Aim
Transcribe the records exactly. Pictures do not belong in the transcription.

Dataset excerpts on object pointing
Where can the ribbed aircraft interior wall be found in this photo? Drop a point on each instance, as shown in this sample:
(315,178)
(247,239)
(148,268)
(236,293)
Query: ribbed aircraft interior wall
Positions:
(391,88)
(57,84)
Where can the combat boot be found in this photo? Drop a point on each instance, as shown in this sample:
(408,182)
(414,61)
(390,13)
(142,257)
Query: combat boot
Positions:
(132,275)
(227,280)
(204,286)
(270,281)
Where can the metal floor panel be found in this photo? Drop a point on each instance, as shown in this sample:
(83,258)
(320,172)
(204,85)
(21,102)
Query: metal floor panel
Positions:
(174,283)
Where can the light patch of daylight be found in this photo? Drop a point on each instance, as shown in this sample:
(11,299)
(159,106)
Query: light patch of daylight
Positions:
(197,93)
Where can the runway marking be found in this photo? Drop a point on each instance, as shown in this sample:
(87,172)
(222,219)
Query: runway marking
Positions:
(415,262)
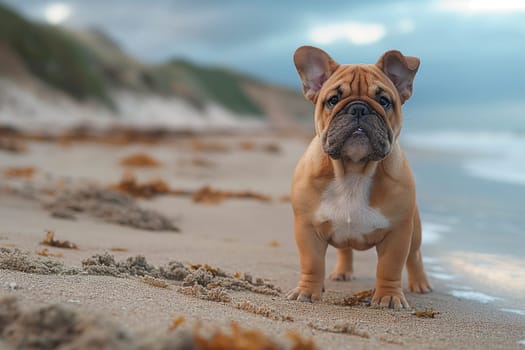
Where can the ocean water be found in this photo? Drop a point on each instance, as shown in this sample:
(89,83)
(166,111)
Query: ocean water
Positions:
(469,167)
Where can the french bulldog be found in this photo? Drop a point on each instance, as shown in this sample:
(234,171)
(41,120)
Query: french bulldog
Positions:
(353,188)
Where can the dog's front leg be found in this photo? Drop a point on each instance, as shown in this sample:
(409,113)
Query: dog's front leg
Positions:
(392,254)
(312,250)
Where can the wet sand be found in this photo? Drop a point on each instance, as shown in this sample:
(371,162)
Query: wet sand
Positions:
(239,236)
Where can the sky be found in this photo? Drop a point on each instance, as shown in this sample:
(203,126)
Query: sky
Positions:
(472,51)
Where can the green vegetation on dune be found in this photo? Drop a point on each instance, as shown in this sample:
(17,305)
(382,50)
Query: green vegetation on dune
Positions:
(54,57)
(90,66)
(204,84)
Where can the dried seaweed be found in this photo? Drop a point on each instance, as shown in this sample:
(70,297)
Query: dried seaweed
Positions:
(209,195)
(359,298)
(198,162)
(140,160)
(12,145)
(342,327)
(176,323)
(16,260)
(46,252)
(209,146)
(118,249)
(129,184)
(23,172)
(239,339)
(426,313)
(50,240)
(262,311)
(198,291)
(155,282)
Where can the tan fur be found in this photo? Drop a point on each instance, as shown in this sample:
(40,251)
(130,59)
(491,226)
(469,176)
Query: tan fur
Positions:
(375,196)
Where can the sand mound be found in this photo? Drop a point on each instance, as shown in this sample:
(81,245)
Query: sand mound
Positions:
(110,206)
(105,264)
(58,327)
(62,328)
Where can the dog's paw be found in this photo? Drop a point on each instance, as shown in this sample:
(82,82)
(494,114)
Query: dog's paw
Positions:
(394,301)
(340,276)
(419,286)
(304,294)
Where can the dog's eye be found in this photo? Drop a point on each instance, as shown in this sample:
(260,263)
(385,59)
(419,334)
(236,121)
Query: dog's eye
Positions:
(332,101)
(385,102)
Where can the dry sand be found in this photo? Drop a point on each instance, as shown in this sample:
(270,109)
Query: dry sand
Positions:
(248,240)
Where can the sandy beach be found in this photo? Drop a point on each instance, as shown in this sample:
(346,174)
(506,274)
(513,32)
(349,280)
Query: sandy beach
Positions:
(241,239)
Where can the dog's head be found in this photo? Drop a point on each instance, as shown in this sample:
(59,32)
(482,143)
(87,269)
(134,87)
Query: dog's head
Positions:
(357,106)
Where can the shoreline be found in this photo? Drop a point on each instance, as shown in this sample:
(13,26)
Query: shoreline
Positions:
(237,235)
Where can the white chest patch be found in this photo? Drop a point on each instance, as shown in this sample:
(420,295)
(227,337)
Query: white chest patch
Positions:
(345,203)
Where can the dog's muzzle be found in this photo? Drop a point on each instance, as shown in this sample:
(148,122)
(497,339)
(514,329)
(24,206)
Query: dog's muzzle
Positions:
(358,133)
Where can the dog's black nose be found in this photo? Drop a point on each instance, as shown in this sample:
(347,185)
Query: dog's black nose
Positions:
(358,109)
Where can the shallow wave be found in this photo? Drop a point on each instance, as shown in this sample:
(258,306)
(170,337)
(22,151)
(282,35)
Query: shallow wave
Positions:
(496,156)
(478,143)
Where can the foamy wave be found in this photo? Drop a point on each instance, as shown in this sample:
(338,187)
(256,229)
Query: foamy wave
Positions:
(432,232)
(472,295)
(476,143)
(497,156)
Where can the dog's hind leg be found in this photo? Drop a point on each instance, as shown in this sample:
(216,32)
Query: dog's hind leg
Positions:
(417,277)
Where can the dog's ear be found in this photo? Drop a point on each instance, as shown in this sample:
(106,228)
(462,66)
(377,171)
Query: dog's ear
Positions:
(401,70)
(314,67)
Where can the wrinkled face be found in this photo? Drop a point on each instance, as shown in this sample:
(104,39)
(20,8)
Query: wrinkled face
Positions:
(357,106)
(358,114)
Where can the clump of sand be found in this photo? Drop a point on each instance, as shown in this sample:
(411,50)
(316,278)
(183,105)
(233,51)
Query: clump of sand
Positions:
(62,328)
(59,327)
(214,294)
(110,206)
(129,184)
(15,259)
(105,264)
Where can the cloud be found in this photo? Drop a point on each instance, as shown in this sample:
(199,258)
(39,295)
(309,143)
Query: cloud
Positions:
(406,26)
(482,6)
(358,33)
(57,12)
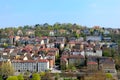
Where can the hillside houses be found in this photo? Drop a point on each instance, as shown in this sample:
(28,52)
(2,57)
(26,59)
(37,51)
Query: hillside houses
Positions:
(89,50)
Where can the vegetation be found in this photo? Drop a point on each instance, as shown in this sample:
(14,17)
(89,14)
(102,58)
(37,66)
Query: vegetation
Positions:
(20,77)
(36,76)
(7,69)
(12,78)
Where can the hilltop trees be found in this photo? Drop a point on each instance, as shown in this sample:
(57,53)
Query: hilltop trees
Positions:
(6,69)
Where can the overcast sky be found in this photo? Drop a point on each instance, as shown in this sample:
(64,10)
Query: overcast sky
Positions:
(105,13)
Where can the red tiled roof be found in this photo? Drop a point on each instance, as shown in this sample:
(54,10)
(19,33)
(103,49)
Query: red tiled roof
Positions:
(92,62)
(42,60)
(24,61)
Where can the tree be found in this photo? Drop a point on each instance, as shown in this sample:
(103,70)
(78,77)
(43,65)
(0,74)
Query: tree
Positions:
(42,73)
(12,78)
(6,69)
(57,76)
(109,75)
(36,76)
(20,77)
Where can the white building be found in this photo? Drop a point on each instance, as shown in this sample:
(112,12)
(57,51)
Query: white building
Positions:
(30,65)
(43,65)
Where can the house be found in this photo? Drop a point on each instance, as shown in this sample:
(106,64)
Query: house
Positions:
(93,38)
(107,39)
(42,65)
(92,63)
(19,33)
(92,66)
(60,42)
(30,32)
(51,58)
(24,65)
(77,60)
(107,64)
(30,65)
(63,62)
(106,32)
(93,53)
(51,33)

Exercise result
Where can the ribbed aircraft interior wall be found in this photo? Drop a point on each instance, as shown in this sample:
(315,178)
(247,239)
(148,268)
(236,293)
Query: ribbed aircraft interior wall
Positions:
(391,88)
(57,84)
Where can the combat boot be found in this photo? Drop a point on each instance, as shown in this sample:
(408,182)
(414,61)
(390,13)
(142,257)
Query: combat boot
Positions:
(132,275)
(227,280)
(204,286)
(270,281)
Where can the metal floor panel be found in this photo? Drop a point on each instance, as shown in this sample:
(83,258)
(320,172)
(204,85)
(21,102)
Query: metal floor panel
Positions:
(174,283)
Where can the light patch of daylight be found in this photo? Drop a point on each instance, as shown in this sample:
(11,299)
(159,106)
Query: light patch of daylight
Positions:
(197,93)
Where can the runway marking be found in this photo? Drop a point on each instance, as shown in this sample:
(87,172)
(222,219)
Query: runway marking
Positions:
(415,262)
Where can the ocean water be found in this photo? Drop a point on each instance, as shown in this sample:
(89,83)
(166,111)
Query: ocean water
Positions:
(469,167)
Where can the french bulldog be found in this photo? Drop a point on each instance, as shown in this sample:
(234,171)
(41,120)
Query: french bulldog
Positions:
(353,188)
Where can the dog's front leg be found in this photo? Drop a point on each instance, as shown in this sample:
(409,113)
Query: dog's front leg
Positions:
(392,254)
(312,250)
Where can the wet sand be found in this photo? Drop a point on each instance, as shown in this sample:
(371,162)
Query: wet sand
Positions:
(239,236)
Where can the sky be found in this photo? Drop a point on each instance, as shown in this sample:
(203,126)
Query: sky
Positions:
(472,51)
Where can the green vegetation on dune be found in this photo? Drop a point on each instance, as shown in this sample:
(17,305)
(382,50)
Query: green vegetation on dune
Positions:
(54,57)
(90,66)
(204,84)
Where can the dried seaweed be found in this photo? Drop a point on each instance, as shown in this sample:
(70,297)
Query: dried seaweed
Positions:
(209,195)
(359,298)
(198,162)
(140,160)
(12,145)
(342,327)
(176,323)
(16,260)
(46,252)
(209,146)
(118,249)
(129,184)
(23,172)
(239,339)
(426,313)
(50,240)
(262,311)
(198,291)
(155,282)
Where can the tan fur be found in this photo? Drop a point on each instance, as shown in this sample:
(40,251)
(130,59)
(491,226)
(469,176)
Query: tan fur
Positions:
(375,196)
Where can the sand mound be found in this photo? Drop a point on each instance, as shown in this sample:
(81,245)
Query: sand mound
Positions:
(110,206)
(105,264)
(58,327)
(62,328)
Where can the dog's paw be found in this photo? Drop a point on each instance, as shown in this sample:
(82,82)
(494,114)
Query: dog's paw
Positions:
(394,301)
(340,276)
(419,286)
(304,294)
Where can the dog's eye be found in this photo? Drop a point on each instance, as shown in this sample:
(260,263)
(385,59)
(419,334)
(236,121)
Query: dog's eye
Positions:
(332,101)
(385,102)
Where can the dry sand be found in this photo? Drop a point on each instance, as shown in this sample:
(270,109)
Query: dry sand
Positions:
(248,240)
Where can the sandy beach be found in this photo? Drop a point on each instance, as shown in this sample:
(346,174)
(506,274)
(513,32)
(349,280)
Query: sandy beach
Positions:
(241,239)
Where can the dog's head be found in this photo? Drop a point on each instance, as shown in this sample:
(59,32)
(482,143)
(87,269)
(134,87)
Query: dog's head
Positions:
(357,106)
Where can the shoreline be found in this photo? Drop a point on each instance, as shown in this sample:
(13,26)
Query: shoreline
Positions:
(237,235)
Where can the white chest patch be found in this photo? Drop a point on each instance, as shown in this sample:
(420,295)
(227,337)
Query: white chest patch
Positions:
(345,203)
Where can the dog's muzzle be found in this photo? Drop a point on each instance, as shown in this sample:
(148,122)
(497,339)
(514,329)
(24,206)
Query: dog's muzzle
Positions:
(358,133)
Where can the dog's black nose be found in this photo? Drop a point on each instance, as shown in this sample:
(347,185)
Query: dog's black nose
Positions:
(358,109)
Where can the shallow wave be found in this photo? Drop a point on each instance, as shown in this sample:
(258,306)
(170,337)
(22,151)
(282,35)
Query: shallow wave
Positions:
(496,156)
(478,143)
Where can the foamy wave be found in this photo? Drop a point on each instance, as shown in this sample:
(338,187)
(256,229)
Query: foamy wave
Positions:
(432,232)
(472,295)
(476,143)
(497,156)
Where can the dog's hind leg be found in this photo? Drop a point on each instance, as shown in this sample:
(216,32)
Query: dog's hind leg
Positions:
(417,277)
Where can the dog's ear be found in this photo? Drop a point on each instance, as shown in this sample:
(106,228)
(462,66)
(377,171)
Query: dog's ear
Positions:
(401,70)
(314,67)
Where can the wrinkled face be found in this photo? Drop a point on each instance, as shown in this sample:
(104,39)
(20,8)
Query: wrinkled face
Positions:
(357,106)
(358,114)
Where can the clump of sand be found in this photo? Drop a point on each instance, as shown in this sample:
(411,50)
(316,278)
(183,105)
(233,51)
Query: clump of sand
Positions:
(62,328)
(59,327)
(214,294)
(110,206)
(129,184)
(15,259)
(105,264)
Where can the cloud be found in this photo? Drop a point on each instance, as shown in this sample:
(199,258)
(39,295)
(309,143)
Query: cloud
Positions:
(406,26)
(482,6)
(358,33)
(57,12)
Where can the hillside houses be found in this photo? Drop a point on each instance, as shown in this sample:
(28,52)
(2,57)
(26,59)
(37,51)
Query: hillside houses
Positions:
(89,50)
Where can the vegetation be found in this photo? Drop a point on each instance, as shown in this sample:
(14,17)
(89,14)
(102,58)
(37,66)
Query: vegetation
Positions:
(20,77)
(36,76)
(7,69)
(12,78)
Where can the hilltop trees be found in this photo? Drop a point on each instance, as shown in this sample:
(57,53)
Query: hilltop trees
Positions:
(6,69)
Where can the overcast sky be found in this photo? Drop a point on each instance, as shown in this sample:
(64,10)
Query: overcast sky
Positions:
(105,13)
Where can the red tiled roof be found in this photo? Drop a point on each instance, as shown in this sample:
(54,10)
(19,33)
(103,49)
Query: red tiled roof
Positions:
(92,62)
(42,60)
(24,61)
Where can the tree be found in this photo? Drop a point on each instance, as shown in this sample:
(103,70)
(78,77)
(43,65)
(0,74)
Query: tree
Positions:
(42,73)
(12,78)
(6,69)
(57,76)
(109,75)
(36,76)
(20,77)
Where can the white building be found in this photo? Drop a point on each instance, as shown in this sample:
(112,12)
(57,51)
Query: white building
Positions:
(30,65)
(43,65)
Where can the house be found in this photo? Drop a point on each instance, as shown in this sample:
(106,64)
Query: house
Positions:
(93,38)
(107,39)
(42,65)
(92,63)
(19,33)
(92,66)
(60,42)
(30,32)
(51,58)
(24,65)
(77,60)
(107,64)
(30,65)
(63,62)
(106,32)
(93,53)
(51,33)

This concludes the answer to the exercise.